**To be done**
From the entries below, pull out every line that contains the string "trunk" and copy each one unchanged. Matching is case-sensitive.

[BEGIN Records supplied]

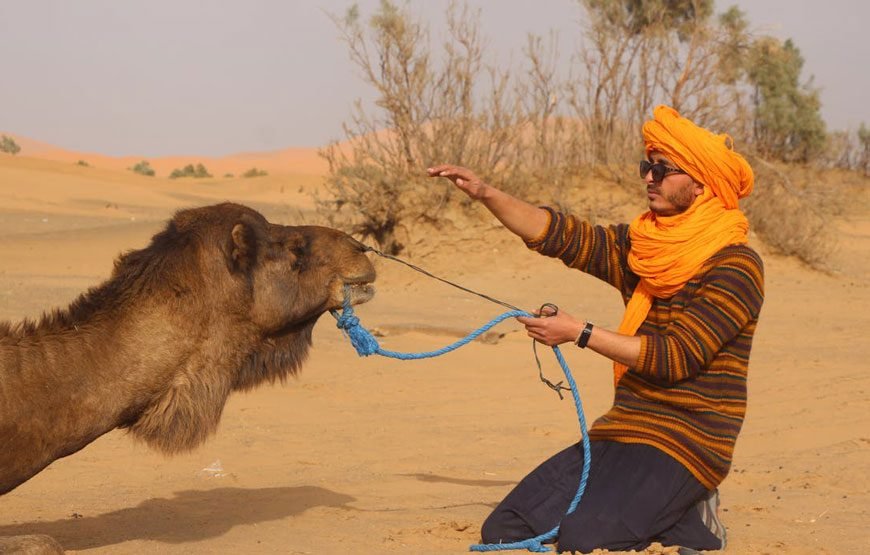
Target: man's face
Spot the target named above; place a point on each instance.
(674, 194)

[END Records supplied]
[BEGIN Records supplied]

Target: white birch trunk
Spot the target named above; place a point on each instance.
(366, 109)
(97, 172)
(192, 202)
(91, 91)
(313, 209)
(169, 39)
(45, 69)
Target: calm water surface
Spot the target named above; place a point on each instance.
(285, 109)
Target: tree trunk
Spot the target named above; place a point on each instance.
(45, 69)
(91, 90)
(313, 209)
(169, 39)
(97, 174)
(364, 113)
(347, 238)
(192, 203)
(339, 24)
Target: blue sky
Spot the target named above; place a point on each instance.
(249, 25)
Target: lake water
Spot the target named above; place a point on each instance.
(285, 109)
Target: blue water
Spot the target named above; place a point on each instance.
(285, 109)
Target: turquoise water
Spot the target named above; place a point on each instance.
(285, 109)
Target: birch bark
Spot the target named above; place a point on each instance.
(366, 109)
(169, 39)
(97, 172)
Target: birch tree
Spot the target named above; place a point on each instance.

[END Records supplied]

**The answer**
Target: white birch trunk
Target: tree trunk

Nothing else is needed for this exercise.